[Source records]
|---|

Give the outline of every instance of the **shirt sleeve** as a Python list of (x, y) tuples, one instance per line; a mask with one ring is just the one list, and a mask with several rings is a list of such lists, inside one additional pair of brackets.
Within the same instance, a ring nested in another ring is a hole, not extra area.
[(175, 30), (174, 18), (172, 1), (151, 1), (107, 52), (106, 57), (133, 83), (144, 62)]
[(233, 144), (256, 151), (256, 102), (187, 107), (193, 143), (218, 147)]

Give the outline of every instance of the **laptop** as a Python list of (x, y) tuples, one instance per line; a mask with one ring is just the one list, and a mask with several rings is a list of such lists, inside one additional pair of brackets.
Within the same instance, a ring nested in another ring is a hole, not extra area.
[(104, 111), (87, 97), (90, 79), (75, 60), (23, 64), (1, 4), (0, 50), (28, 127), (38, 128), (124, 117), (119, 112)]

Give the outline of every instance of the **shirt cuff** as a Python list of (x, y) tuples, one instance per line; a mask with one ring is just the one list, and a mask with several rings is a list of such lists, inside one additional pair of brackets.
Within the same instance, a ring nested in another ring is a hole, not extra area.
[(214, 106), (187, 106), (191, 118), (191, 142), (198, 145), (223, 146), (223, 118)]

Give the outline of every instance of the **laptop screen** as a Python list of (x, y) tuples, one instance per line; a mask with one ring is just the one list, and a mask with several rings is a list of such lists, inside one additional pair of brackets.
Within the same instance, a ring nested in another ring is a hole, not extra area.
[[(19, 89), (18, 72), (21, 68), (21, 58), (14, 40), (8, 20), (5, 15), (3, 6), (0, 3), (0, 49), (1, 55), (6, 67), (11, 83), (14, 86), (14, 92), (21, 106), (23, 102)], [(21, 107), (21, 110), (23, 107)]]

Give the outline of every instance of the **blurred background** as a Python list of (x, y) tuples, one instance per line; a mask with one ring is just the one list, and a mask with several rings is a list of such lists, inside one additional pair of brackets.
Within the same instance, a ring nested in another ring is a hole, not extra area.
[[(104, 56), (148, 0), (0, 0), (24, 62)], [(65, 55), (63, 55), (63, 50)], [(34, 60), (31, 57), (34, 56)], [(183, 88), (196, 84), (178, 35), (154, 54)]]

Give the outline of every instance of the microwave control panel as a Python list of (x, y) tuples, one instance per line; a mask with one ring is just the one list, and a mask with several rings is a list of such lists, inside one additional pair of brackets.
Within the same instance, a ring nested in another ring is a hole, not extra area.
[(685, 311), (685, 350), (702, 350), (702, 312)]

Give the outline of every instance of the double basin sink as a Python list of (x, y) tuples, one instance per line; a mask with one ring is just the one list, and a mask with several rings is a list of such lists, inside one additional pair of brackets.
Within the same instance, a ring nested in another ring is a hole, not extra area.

|---|

TASK DIRECTIONS → Arrange every line of the records above as a numbered list, leaving out the blank lines.

FULL RESPONSE →
1. Give the outline of every instance of the **shirt sleeve** as a Python list of (x, y) tuples, one instance per line; a mask with one ring is just the one list, and a mask with several rings is a list of such lists, inside one additional pair of brackets.
2. Within the same instance, a ring nested in another ring is a hole, not extra area.
3. [(175, 30), (174, 18), (172, 1), (151, 1), (107, 52), (106, 57), (133, 83), (144, 62)]
4. [(233, 144), (256, 151), (256, 102), (187, 107), (193, 143), (218, 147)]
5. Give the outline of every instance of the **laptop** as a Python list of (x, y) tuples, one instance per line; a mask with one ring is just the one list, and a mask with several rings is a list of such lists, inside one additional pair of brackets.
6. Within the same instance, a ring nested in another ring is a hole, not extra area.
7. [(104, 111), (87, 97), (90, 79), (75, 60), (23, 64), (1, 4), (0, 50), (28, 127), (38, 128), (124, 117), (119, 112)]
8. Give the outline of every instance of the **shirt cuff** as a Python list of (x, y) tuples, one instance per line; a mask with one ring is just the one list, and a mask with several rings is a list of such lists, inside one additional pair of brackets.
9. Within the same instance, a ring nested in another ring is a hole, not extra area.
10. [(214, 106), (187, 106), (191, 118), (191, 142), (198, 145), (223, 146), (223, 118)]
11. Give the outline of every instance of the **laptop screen** as a Python list of (x, y) tuples, one instance per line; a mask with one ring is just the one list, and a mask with several rings is a list of such lists, inside one additional pair of brackets.
12. Within the same instance, a ring nested in another ring is a hole, not extra area.
13. [[(19, 89), (18, 72), (21, 68), (21, 58), (14, 40), (8, 20), (5, 15), (3, 6), (0, 3), (0, 49), (1, 55), (6, 67), (11, 83), (14, 86), (14, 92), (21, 106), (23, 102)], [(21, 107), (21, 110), (23, 107)]]
14. Give the outline of every instance of the **blurred background** as a Python list of (x, y) tuples, one instance per line; a mask with one ring is just the one list, and a mask with several rings is a list of such lists, inside one additional pair of brackets.
15. Within the same instance, a ring nested in another ring is a hole, not extra area.
16. [[(104, 56), (148, 0), (0, 0), (24, 62)], [(65, 55), (63, 55), (63, 50)], [(34, 60), (31, 57), (34, 56)], [(183, 88), (196, 84), (178, 35), (154, 54)]]
17. Give the outline of every instance of the microwave control panel as a Python list of (x, y) tuples, one instance per line; a mask with one ring is just the one list, and a mask with several rings is a list of such lists, inside one additional pair of brackets.
18. Within the same instance, a ring nested in another ring is a hole, not extra area.
19. [(685, 311), (685, 350), (702, 350), (702, 312)]
20. Give the outline of every instance of the double basin sink as a Python list of (x, y) tuples, one instance per line; a mask with one ring is just the one list, and a mask with several rings is a list of such lists, inside one additional pair of brackets.
21. Within the same instance, a ring nested in another ring is a hole, not extra area.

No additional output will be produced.